**AUSZUG DER SEITE:**
Im Mai 1996 verabschiedete die Kultusministerkonferenz die „Handreichungen für die Erarbeitung von Rahmenlehrplänen für den berufsbezogenen Unterricht in der Berufsschule und ihre Abstimmung mit Ausbildungsordnungen des Bundes für anerkannte Ausbildungsberufe.“[8] Derzeit liegt die vierte Fassung dieser Handreichungen von 2000 vor.[9] Unter dem Begriff der „Lernfeldkonzeption“ werden umfassende Veränderungsbemühungen im Bereich der beruflichen Bildung zusammengefasst. Das Lernfeldkonzept versucht somit an den aktuellen Kritikpunkten des dualen Systems anzusetzen. Unter den folgenden Punkten werden die Zusammenhänge zwischen Handlungsfeldern und Lernfeldern sowie die Transformation der Lernfelder in Lernsituationen vorgestellt.

Abbildung 1: Vom Handlungsfeld zur Lernsituation[10]

Abbildung in dieser Leseprobe nicht enthalten

3.1 Handlungsfelder

„Handlungsfelder sind zusammengehörige Aufgabenkomplexe mit beruflichen sowie lebens- und gesellschaftsbedeutsamen Handlungssituationen, zu deren Bewältigung befähigt werden soll. Handlungsfelder sind immer mehrdimensional, indem sie stets berufliche, gesellschaftliche und individuelle Problemstellungen miteinander verknüpfen. Die Gewichtung der einzelnen Dimensionen kann dabei variieren. Eine Trennung der drei Dimensionen hat nur analytischen Charakter.“[11] „Handlungsfelder sollten [nach Meinung von Kremer und Sloane] als komplexe Aufgabenbereiche formuliert werden, die Aufgabenbündel zusammenfassen und berufliche sowie außerberufliche Lebensbezüge aufzeigen. Handlungsfelder dienen aus Sicht der Lehrenden und Curriculumentwickler als Reflexionsgegenstand zur Gewinnung von Lernfeldern aber auch – aus Sicht der Lernenden – als Anwendungsfeld der schulischen Lerngegenstände. Lernfelder abstrahieren von den Spezifika und Unterschiedlichkeiten potenzieller Handlungsfelder in einem Ausbildungsbetrieb. Sie sind somit immer auch als Modelle für die individuelle Praxis anzusehen. Somit müssen sie in Hinblick auf diese Praxis exemplarisch sein.“[12] Diese beiden Definitionen zeigen, dass Handlungsfelder Aufgabenbereiche sind, die zur Bewältigung beruflicher und außerberuflicher Problemfelder und zum Aufbau von Handlungskompetenzen beitragen. „Berufliche Handlungskompetenz ist die Fähigkeit und Bereitschaft des Menschen, in beruflichen Situationen sach- und fachgerecht, persönlich durchdacht und in gesellschaftlicher Verantwortung zu handeln. Berufliche Handlungskompetenz umschließt die Kompetenzen Fachkompetenz, Human(Personal)kompetenz und Sozialkompetenz.“[13] Da Handlungsfelder trotz eines bestimmten Praxisbezugs relativ abstrakt sind, gilt es diese für den Unterricht didaktisch sinnvoll zu konkretisieren.

**EINTRÄGE IM DATENSATZ:**
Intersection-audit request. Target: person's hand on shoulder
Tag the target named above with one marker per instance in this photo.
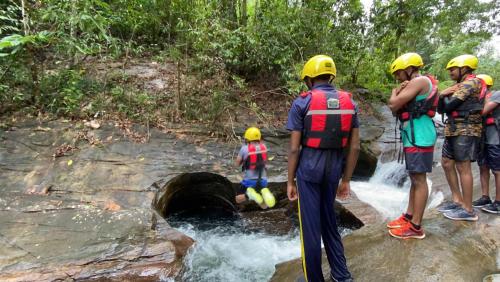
(450, 90)
(398, 89)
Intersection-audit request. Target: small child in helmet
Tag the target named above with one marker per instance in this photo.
(252, 158)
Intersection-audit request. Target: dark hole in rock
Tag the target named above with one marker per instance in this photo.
(211, 197)
(196, 194)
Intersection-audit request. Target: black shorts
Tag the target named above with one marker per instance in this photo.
(490, 156)
(419, 159)
(462, 148)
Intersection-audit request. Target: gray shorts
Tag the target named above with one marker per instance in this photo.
(419, 159)
(462, 148)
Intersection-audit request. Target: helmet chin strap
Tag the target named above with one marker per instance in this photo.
(460, 75)
(408, 75)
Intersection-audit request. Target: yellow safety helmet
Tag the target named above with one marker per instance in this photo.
(463, 61)
(487, 79)
(252, 134)
(407, 60)
(318, 65)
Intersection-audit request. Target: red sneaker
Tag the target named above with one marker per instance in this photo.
(398, 223)
(407, 232)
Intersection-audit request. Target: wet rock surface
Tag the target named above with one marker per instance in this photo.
(452, 251)
(87, 215)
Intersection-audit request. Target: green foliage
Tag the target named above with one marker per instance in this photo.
(236, 42)
(65, 92)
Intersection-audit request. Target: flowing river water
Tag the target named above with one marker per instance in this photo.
(231, 250)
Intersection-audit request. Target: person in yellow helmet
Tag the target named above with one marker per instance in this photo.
(414, 102)
(324, 125)
(252, 158)
(462, 104)
(489, 157)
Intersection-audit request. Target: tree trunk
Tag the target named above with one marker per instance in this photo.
(243, 12)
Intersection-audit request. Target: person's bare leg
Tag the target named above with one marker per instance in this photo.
(497, 184)
(485, 180)
(465, 173)
(240, 198)
(452, 178)
(421, 192)
(409, 209)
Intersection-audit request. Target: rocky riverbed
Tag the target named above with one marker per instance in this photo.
(87, 202)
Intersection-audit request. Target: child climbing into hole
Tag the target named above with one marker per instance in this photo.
(252, 158)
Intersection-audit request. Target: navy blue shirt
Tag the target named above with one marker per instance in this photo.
(312, 162)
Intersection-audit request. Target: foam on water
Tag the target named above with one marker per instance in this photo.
(226, 253)
(387, 191)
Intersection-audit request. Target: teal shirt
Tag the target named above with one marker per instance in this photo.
(425, 131)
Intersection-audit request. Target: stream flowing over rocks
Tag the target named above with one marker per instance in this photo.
(100, 203)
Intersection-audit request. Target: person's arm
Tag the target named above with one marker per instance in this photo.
(293, 160)
(488, 107)
(353, 148)
(491, 103)
(238, 161)
(402, 97)
(451, 103)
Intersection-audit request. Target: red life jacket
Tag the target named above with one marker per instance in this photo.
(415, 109)
(256, 160)
(328, 122)
(470, 106)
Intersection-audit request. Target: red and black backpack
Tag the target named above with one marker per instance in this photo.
(328, 122)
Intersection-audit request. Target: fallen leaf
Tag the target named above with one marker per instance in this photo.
(112, 206)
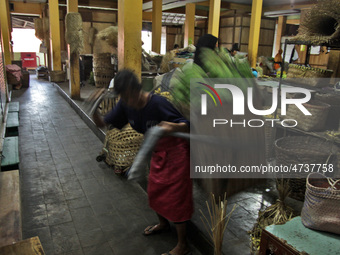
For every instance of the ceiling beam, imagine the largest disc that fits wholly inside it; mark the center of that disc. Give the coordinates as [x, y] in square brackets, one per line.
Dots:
[169, 4]
[148, 5]
[306, 5]
[27, 8]
[293, 21]
[181, 10]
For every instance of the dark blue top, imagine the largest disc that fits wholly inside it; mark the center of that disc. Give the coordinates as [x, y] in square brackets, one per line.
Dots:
[156, 110]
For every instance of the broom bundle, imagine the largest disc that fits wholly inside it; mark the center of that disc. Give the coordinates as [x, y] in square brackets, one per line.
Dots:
[109, 35]
[92, 35]
[278, 213]
[74, 32]
[39, 30]
[217, 222]
[322, 23]
[46, 29]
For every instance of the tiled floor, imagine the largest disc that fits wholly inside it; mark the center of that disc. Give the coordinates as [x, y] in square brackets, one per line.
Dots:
[79, 206]
[73, 203]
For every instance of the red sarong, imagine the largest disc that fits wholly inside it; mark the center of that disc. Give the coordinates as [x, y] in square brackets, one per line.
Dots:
[170, 186]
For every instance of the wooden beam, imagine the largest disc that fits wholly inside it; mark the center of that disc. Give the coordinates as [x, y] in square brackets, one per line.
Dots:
[74, 82]
[55, 34]
[27, 8]
[214, 17]
[281, 29]
[156, 25]
[189, 26]
[197, 12]
[5, 32]
[147, 16]
[129, 35]
[254, 31]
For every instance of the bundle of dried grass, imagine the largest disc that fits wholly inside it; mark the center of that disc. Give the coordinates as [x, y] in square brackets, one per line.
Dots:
[278, 213]
[74, 32]
[322, 23]
[217, 222]
[109, 35]
[39, 30]
[92, 35]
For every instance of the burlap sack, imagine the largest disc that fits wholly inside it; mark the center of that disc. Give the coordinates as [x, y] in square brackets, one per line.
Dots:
[321, 209]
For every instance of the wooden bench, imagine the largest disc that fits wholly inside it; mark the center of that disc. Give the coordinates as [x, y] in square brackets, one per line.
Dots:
[10, 211]
[10, 154]
[293, 238]
[31, 246]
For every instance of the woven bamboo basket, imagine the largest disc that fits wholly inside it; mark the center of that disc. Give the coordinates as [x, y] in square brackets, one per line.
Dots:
[103, 70]
[303, 150]
[122, 146]
[314, 122]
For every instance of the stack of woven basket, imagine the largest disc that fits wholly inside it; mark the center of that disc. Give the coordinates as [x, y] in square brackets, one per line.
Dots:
[301, 154]
[333, 99]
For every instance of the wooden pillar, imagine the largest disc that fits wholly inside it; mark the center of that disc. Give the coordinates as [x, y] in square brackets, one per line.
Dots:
[254, 34]
[74, 82]
[189, 27]
[214, 17]
[129, 35]
[5, 31]
[156, 25]
[55, 34]
[281, 29]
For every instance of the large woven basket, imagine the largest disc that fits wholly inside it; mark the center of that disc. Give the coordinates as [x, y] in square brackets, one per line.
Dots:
[308, 75]
[122, 146]
[314, 122]
[306, 150]
[333, 99]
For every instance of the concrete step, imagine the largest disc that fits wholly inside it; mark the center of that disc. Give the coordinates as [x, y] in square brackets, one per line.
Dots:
[10, 209]
[10, 154]
[12, 124]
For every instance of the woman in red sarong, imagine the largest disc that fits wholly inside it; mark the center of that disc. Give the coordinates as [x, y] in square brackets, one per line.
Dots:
[169, 183]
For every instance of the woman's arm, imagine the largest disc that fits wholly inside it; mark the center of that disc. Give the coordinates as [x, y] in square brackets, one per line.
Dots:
[98, 120]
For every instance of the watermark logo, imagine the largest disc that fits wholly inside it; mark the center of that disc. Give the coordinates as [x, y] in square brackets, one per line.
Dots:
[239, 99]
[204, 97]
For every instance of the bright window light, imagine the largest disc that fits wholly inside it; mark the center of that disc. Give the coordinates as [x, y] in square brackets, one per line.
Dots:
[24, 40]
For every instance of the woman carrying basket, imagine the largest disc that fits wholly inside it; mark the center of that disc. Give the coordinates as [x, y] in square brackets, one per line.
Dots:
[169, 183]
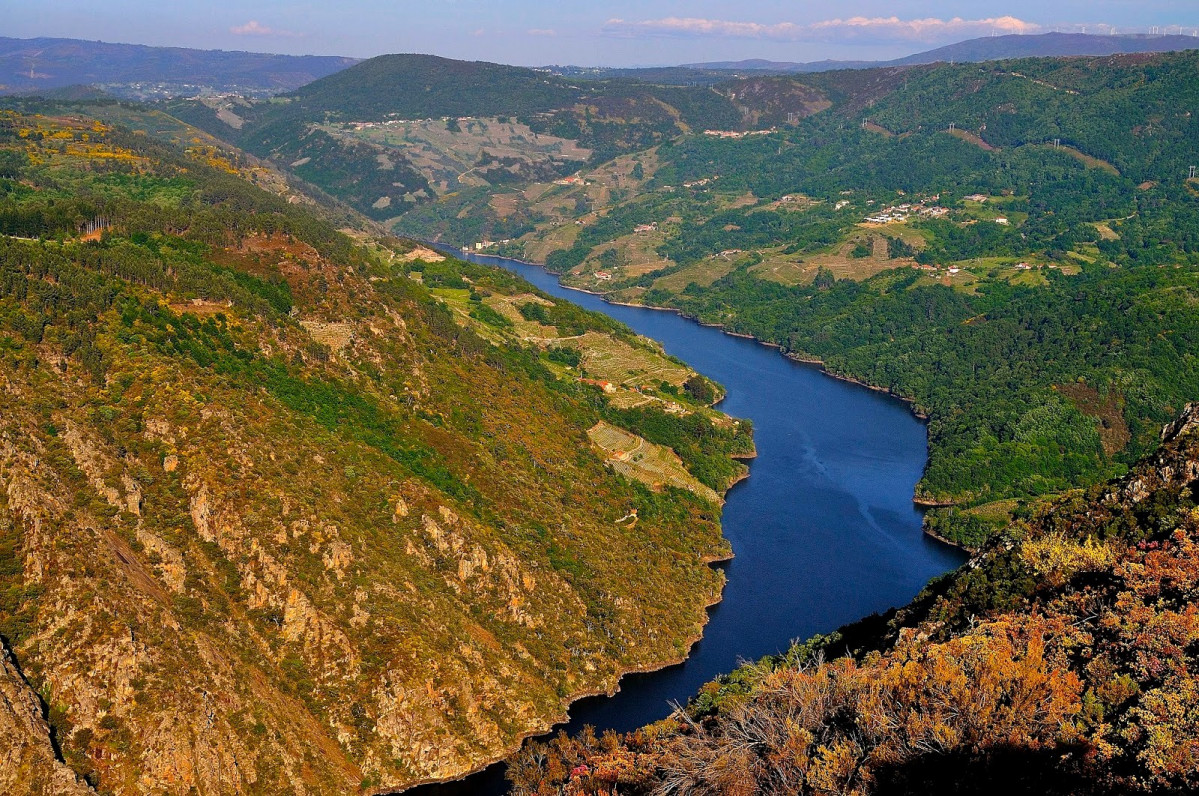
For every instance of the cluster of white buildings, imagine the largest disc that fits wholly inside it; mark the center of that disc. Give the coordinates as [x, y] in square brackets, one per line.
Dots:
[486, 245]
[901, 213]
[734, 133]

**DEINE AUFGABE:** Ändere im Text zur Lernfeldkonzeption den Abschnitt, der mit den Worten „Im Mai 1996“ beginnt und mit „in Lernsituationen vorgestellt.“ endet, und gib ihn wieder: Setze dabei „KMK“ an die Stelle von „Kultusministerkonferenz“. Die Auflistung ist eigenständiges Material und hat mit dem Text zur Lernfeldkonzeption nichts zu tun.

**VOLLSTÄNDIGE ANTWORT:**
Im Mai 1996 verabschiedete die KMK die „Handreichungen für die Erarbeitung von Rahmenlehrplänen für den berufsbezogenen Unterricht in der Berufsschule und ihre Abstimmung mit Ausbildungsordnungen des Bundes für anerkannte Ausbildungsberufe.“[8] Derzeit liegt die vierte Fassung dieser Handreichungen von 2000 vor.[9] Unter dem Begriff der „Lernfeldkonzeption“ werden umfassende Veränderungsbemühungen im Bereich der beruflichen Bildung zusammengefasst. Das Lernfeldkonzept versucht somit an den aktuellen Kritikpunkten des dualen Systems anzusetzen. Unter den folgenden Punkten werden die Zusammenhänge zwischen Handlungsfeldern und Lernfeldern sowie die Transformation der Lernfelder in Lernsituationen vorgestellt.